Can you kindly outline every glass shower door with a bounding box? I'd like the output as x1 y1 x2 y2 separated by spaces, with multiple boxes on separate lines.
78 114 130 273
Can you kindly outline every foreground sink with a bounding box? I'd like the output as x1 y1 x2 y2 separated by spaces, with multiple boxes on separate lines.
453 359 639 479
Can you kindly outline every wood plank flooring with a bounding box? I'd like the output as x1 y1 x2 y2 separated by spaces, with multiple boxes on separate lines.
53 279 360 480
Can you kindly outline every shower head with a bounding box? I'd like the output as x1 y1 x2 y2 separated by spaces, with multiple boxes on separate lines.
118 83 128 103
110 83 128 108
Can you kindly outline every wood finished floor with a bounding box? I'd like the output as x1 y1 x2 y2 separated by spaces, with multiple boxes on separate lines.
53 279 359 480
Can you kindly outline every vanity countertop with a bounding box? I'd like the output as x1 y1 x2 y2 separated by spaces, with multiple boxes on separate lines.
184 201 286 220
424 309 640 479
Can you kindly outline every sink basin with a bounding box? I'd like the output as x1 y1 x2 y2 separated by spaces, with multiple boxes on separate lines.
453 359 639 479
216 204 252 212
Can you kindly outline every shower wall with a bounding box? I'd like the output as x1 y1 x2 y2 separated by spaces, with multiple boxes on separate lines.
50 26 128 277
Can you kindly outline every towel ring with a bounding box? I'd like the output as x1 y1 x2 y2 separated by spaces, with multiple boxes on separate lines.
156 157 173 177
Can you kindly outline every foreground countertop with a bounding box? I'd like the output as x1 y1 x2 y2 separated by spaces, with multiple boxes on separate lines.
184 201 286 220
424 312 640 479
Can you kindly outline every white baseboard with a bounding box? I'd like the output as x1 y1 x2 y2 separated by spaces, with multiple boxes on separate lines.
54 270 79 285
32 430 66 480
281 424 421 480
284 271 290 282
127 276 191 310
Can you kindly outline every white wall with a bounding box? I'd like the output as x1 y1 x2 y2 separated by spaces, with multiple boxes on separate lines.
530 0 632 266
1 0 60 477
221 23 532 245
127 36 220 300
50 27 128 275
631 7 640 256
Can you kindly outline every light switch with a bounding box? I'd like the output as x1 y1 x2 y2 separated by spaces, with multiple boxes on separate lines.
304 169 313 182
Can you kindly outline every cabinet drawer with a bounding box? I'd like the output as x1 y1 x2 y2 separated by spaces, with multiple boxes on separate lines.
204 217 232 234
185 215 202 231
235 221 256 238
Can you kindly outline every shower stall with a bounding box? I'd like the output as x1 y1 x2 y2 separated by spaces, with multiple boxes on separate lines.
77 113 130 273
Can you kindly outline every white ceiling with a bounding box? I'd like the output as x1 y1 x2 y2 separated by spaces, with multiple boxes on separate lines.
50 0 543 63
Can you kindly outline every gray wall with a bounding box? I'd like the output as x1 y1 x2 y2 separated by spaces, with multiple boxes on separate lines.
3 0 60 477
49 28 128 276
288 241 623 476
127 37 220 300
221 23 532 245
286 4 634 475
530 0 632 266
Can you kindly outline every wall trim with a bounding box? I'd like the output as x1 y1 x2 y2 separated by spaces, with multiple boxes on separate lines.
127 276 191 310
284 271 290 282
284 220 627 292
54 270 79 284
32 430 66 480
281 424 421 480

### Directions:
A word-for-word repetition of the listing above is required.

### Exercise response:
Can you kindly outline every glass shower door with a bounding box? I'd like the output as x1 y1 x2 y2 separated by spaces, with multiple boxes on separate lines.
78 114 130 273
Can you kindly outline every foreground sink with a bounding box? I'd like the output as x1 y1 x2 y2 separated by spaces, with multiple boxes on separate lines.
453 359 639 479
Can you kindly outline every wood plank flooring with a bounding box? I'd like the output as x1 y1 x2 y2 separated by spaces, with multiple boxes on separate lines.
53 279 360 480
Can you kindly outline every shower head with a bounding box? I'd like the output as x1 y1 x2 y2 separated by spaces, with multiple boxes on separate lines.
118 83 128 103
110 83 128 108
Can you kindly outline every wood finished floor with a bounding box? I'd like the output as x1 y1 x2 y2 separated by spaces, with multiple boxes on separate lines.
53 279 359 480
Can you kindly outline every vanity countertop with a bounding box? I'd like the output as x1 y1 x2 y2 separated by spaces, with multiple boxes on separate lines.
184 201 286 220
424 309 640 479
Can you kindly outline every sink basin with a bounding box? I'd like the output as x1 y1 x2 y2 separated by spaces, with multiple boxes on separate lines.
453 359 639 479
216 204 252 212
Can you kindly outline every shower wall with a bounding box? I'd like the output as x1 y1 x2 y2 separated by spaces, with multiple boxes on separate lines.
50 26 128 277
Can you kindly outline every towel ring with a bounding box? I'd like the output as x1 y1 x2 y2 separated by spaces, with multiple boxes on separate lines.
156 157 173 177
Can you kindly outline every foreground countertop with a bounding box? I'd like the output as x1 y1 x2 y2 separated by spaces, with multiple boxes on separate lines.
184 201 286 220
424 312 640 479
Can you kindly outline every white baseboard with a bounding box? I'd like the output as x1 y1 x2 y2 separated by spaces, with multiple boxes on separate lines.
54 270 79 285
32 430 66 480
281 424 421 480
284 271 290 282
127 276 191 310
Can you kindly outline every white wall with a bounding box? I'd like the output as x1 y1 x2 y2 separated by spaces, with multiple boxes on separate lines.
530 0 632 266
1 0 60 477
221 23 532 245
127 36 220 300
50 27 128 275
631 7 640 256
Can you kindly outline every light switch with a bounding box? I'd like the output as x1 y1 x2 y2 separated by spaces, with multiple boxes on separate lines.
304 169 313 182
Can you kindly outline every cabinet drawer with a bounding box? I'd like the output as x1 y1 x2 y2 separated by spaces, with multiple boxes on separate lines.
204 217 232 234
185 215 202 231
235 221 256 238
Can you kindly outline every shower stall with a bounding box? I'd like the output as x1 y1 x2 y2 separated by spaces, with multiple boxes on separate lines.
77 113 130 273
Can you kindly outline every white ceiling with a bounding box? I'd like the output as x1 y1 x2 y2 separated by spaces, with multiple boxes on separate lines.
50 0 543 63
Can you kindly outline every gray wall with a bounding box? I'd like the output as x1 y1 x2 y2 separated by spaces, with multiple boxes on separate lines.
3 0 60 477
49 28 128 276
288 241 623 476
127 37 220 300
221 23 532 245
286 4 634 475
530 0 632 266
Can you kindly outline every wall trim with a bounding box? I'd like the output as x1 y1 x2 y2 separated by spaces, with multiple boxes on separate lines.
127 276 191 310
284 271 290 282
284 220 627 292
54 270 79 284
32 430 66 480
281 424 421 480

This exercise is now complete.